> [Source material]
================

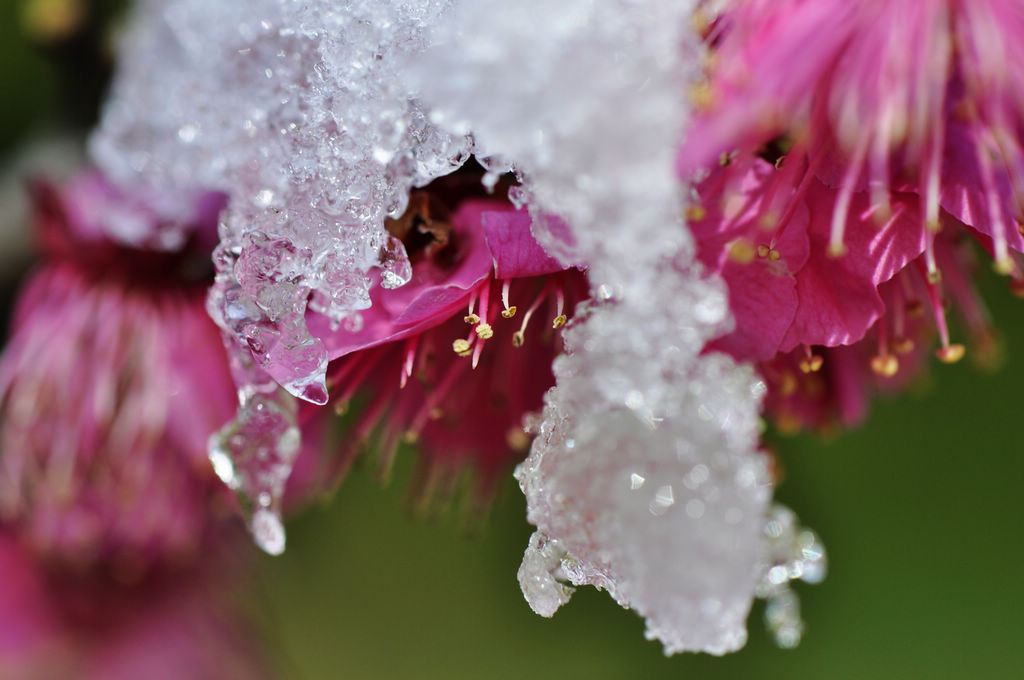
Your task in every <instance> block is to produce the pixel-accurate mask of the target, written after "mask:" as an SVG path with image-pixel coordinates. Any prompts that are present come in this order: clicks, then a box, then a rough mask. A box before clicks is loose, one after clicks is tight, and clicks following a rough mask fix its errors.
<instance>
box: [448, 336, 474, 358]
mask: <svg viewBox="0 0 1024 680" xmlns="http://www.w3.org/2000/svg"><path fill="white" fill-rule="evenodd" d="M452 349H453V350H455V353H456V354H458V355H459V356H469V353H470V352H471V351H472V349H471V345H470V344H469V340H466V339H464V338H459V339H458V340H456V341H455V342H453V343H452Z"/></svg>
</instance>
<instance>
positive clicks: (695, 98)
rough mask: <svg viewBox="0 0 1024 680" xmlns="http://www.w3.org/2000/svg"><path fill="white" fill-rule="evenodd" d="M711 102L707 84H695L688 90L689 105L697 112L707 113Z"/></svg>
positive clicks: (711, 101)
mask: <svg viewBox="0 0 1024 680" xmlns="http://www.w3.org/2000/svg"><path fill="white" fill-rule="evenodd" d="M713 100H714V97H713V96H712V92H711V85H709V84H708V83H707V82H702V83H696V84H695V85H694V86H693V87H691V88H690V103H691V104H692V105H693V108H694V109H696V110H697V111H707V110H708V109H710V108H711V103H712V101H713Z"/></svg>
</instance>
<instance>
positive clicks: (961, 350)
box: [914, 259, 964, 364]
mask: <svg viewBox="0 0 1024 680" xmlns="http://www.w3.org/2000/svg"><path fill="white" fill-rule="evenodd" d="M914 261H915V262H918V268H919V269H924V266H925V265H923V264H922V263H921V260H920V259H919V260H914ZM922 275H923V277H924V278H925V288H926V289H927V290H928V298H929V302H930V303H931V305H932V314H933V316H934V318H935V326H936V328H937V329H938V331H939V340H940V341H941V343H942V346H941V347H939V348H938V349H936V350H935V355H936V356H938V357H939V360H941V362H943V363H945V364H954V363H956V362H958V360H961V358H963V357H964V345H959V344H950V343H949V326H948V325H947V324H946V310H945V308H944V307H943V305H942V297H941V295H940V294H939V287H938V285H937V283H936V282H934V281H931V280H930V279H929V274H928V272H927V271H924V270H923V271H922Z"/></svg>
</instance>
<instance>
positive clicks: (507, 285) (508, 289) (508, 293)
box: [502, 279, 516, 318]
mask: <svg viewBox="0 0 1024 680" xmlns="http://www.w3.org/2000/svg"><path fill="white" fill-rule="evenodd" d="M511 287H512V280H510V279H506V280H505V283H504V284H503V285H502V305H504V307H505V308H504V309H502V317H503V318H512V317H513V316H515V311H516V307H515V305H511V306H509V288H511Z"/></svg>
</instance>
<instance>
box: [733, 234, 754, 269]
mask: <svg viewBox="0 0 1024 680" xmlns="http://www.w3.org/2000/svg"><path fill="white" fill-rule="evenodd" d="M754 255H755V250H754V244H752V243H751V242H750V241H748V240H746V239H736V240H735V241H733V242H732V243H731V244H729V259H730V260H732V261H733V262H735V263H736V264H750V263H751V262H753V261H754Z"/></svg>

================

> [What is being asked]
Copy the listing from its start up to and including the line with "box: [448, 336, 474, 358]", swapping "pixel-accurate" for "precise" and changing nothing else. Leave the picture out.

> [Response to the exercise]
Your task in every <instance> block is to produce the precise mask of the target, written after "mask:" as an SVG path with image-pixel coordinates. Any prompts that are present come in this order: clicks, then a box, then a rough mask. A box before clicks is loose, one after clicks is tight, and clicks following a rough mask fix its errors.
<instance>
box: [448, 336, 474, 358]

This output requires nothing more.